(Stored data entries)
-- Opening Marker --

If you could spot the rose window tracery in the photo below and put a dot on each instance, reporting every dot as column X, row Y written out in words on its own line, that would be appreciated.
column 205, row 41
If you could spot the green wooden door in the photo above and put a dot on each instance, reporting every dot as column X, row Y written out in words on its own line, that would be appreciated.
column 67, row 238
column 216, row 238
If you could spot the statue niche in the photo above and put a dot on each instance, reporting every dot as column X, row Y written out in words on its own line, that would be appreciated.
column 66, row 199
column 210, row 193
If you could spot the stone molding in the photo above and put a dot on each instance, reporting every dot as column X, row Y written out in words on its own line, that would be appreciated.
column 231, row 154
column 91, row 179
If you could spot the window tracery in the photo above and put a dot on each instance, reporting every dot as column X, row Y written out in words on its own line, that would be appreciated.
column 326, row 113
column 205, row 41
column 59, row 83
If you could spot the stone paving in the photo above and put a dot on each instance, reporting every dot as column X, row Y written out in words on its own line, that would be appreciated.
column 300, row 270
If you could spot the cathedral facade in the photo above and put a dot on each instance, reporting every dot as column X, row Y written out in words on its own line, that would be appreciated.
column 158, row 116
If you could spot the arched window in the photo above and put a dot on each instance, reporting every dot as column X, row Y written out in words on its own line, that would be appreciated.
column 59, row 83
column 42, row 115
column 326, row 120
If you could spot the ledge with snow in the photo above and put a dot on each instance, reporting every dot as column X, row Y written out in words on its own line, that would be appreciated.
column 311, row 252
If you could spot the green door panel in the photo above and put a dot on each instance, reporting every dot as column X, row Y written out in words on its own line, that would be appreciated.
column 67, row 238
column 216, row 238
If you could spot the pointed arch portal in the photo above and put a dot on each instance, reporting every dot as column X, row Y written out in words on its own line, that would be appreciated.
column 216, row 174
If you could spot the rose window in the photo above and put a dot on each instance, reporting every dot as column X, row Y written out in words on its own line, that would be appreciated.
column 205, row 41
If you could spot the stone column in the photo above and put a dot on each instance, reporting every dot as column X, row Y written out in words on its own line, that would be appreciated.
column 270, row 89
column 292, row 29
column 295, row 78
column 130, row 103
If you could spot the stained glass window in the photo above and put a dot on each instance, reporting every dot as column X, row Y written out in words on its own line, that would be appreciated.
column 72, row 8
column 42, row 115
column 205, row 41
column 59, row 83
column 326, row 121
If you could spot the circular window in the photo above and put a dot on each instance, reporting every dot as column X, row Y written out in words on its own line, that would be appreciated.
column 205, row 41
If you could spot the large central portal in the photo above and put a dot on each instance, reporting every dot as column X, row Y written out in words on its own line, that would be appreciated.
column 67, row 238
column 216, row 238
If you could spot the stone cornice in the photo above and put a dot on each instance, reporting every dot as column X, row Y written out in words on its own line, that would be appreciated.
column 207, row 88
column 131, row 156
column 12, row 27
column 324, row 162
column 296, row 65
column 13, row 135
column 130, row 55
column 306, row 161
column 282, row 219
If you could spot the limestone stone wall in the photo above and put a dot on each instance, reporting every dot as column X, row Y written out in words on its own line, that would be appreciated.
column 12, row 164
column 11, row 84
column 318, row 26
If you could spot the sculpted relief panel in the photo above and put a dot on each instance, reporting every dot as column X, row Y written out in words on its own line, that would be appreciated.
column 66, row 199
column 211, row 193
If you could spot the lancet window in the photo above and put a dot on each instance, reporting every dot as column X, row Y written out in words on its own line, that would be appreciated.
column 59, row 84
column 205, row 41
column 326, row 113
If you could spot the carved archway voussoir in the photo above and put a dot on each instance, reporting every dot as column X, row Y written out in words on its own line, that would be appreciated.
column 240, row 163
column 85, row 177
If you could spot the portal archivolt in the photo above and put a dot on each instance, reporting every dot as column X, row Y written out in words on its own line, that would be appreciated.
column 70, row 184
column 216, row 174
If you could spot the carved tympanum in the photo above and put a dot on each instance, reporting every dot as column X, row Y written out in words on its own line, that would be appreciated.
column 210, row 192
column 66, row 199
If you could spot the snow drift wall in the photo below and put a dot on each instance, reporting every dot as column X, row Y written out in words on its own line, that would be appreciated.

-- Closing Marker --
-- Opening Marker --

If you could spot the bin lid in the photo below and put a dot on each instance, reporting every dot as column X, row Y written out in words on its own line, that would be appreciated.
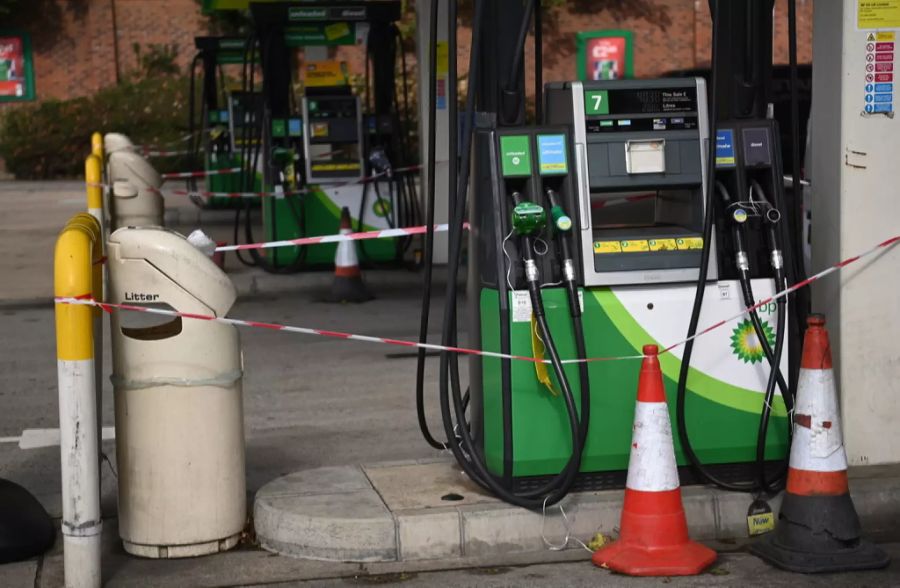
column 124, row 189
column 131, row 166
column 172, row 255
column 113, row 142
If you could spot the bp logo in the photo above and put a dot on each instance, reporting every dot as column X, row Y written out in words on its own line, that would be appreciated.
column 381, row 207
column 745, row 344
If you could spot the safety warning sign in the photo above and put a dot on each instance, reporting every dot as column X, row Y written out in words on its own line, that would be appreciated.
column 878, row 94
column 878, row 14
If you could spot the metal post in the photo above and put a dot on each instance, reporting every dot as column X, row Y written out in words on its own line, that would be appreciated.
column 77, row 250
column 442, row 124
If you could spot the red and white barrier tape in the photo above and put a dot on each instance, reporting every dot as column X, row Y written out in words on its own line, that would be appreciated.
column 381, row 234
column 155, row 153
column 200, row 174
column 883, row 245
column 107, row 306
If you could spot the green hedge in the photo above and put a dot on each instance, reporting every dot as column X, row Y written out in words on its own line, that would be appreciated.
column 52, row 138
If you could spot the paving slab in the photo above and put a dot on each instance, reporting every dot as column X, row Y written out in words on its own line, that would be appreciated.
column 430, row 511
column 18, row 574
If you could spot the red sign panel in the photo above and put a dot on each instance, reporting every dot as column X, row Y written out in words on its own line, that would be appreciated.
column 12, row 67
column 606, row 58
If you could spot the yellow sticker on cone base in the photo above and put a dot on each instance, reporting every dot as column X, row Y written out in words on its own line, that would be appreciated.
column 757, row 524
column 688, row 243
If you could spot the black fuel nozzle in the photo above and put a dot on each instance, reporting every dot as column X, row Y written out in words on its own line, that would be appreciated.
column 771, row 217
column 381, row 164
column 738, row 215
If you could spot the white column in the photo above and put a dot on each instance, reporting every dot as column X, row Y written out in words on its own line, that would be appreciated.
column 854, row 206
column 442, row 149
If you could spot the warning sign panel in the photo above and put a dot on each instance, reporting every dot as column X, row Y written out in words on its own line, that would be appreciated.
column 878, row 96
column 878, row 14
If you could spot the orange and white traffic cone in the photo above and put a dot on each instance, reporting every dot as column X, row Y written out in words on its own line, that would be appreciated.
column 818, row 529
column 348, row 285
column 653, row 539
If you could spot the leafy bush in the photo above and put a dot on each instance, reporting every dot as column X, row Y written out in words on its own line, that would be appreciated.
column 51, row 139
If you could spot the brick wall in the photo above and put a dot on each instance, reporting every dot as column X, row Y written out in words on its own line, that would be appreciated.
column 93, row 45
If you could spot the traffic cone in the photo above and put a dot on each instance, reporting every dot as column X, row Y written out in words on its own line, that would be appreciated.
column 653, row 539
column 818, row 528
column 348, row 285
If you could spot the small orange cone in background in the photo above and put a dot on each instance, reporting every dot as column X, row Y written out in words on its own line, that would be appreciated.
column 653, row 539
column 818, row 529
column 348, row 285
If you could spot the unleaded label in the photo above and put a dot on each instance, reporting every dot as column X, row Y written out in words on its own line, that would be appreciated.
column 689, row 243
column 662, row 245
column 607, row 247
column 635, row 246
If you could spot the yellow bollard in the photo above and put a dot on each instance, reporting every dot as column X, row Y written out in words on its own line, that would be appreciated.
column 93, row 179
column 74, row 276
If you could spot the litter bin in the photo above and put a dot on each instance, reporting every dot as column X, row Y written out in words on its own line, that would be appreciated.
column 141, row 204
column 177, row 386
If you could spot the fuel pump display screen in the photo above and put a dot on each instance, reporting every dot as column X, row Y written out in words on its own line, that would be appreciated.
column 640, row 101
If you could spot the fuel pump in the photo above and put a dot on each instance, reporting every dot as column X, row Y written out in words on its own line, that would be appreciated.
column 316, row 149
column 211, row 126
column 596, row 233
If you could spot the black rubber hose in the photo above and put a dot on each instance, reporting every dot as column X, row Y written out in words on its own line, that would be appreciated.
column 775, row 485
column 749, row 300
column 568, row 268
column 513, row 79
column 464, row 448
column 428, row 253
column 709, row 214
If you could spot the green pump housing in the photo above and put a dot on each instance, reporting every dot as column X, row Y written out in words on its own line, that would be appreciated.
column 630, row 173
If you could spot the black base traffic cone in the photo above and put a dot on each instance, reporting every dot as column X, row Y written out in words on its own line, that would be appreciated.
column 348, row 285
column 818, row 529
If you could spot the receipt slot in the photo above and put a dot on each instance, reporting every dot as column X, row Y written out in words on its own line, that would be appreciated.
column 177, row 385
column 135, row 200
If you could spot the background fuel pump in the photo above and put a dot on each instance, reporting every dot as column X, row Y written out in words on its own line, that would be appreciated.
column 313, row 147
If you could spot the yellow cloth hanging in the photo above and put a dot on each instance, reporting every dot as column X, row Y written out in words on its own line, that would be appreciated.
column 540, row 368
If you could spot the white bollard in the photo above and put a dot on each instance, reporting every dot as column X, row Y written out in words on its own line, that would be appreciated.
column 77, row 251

-- Closing Marker --

§ What the exercise asks:
Above are the records; print exactly the lines from the line with "If you could spot the carved tympanum" to the line with "If you could spot the snow", including both, and nothing else.

§ Answer area:
If you could spot the carved tympanum in the photo above and put a dot on each instance, reporting every dot as column X, row Y written out in words on its own line, that would be appreciated.
column 210, row 192
column 66, row 199
If you could spot the snow drift wall in the photo below and put a dot on each instance, reporting every dot as column X, row Y written out in words on its own line, that would be appreciated.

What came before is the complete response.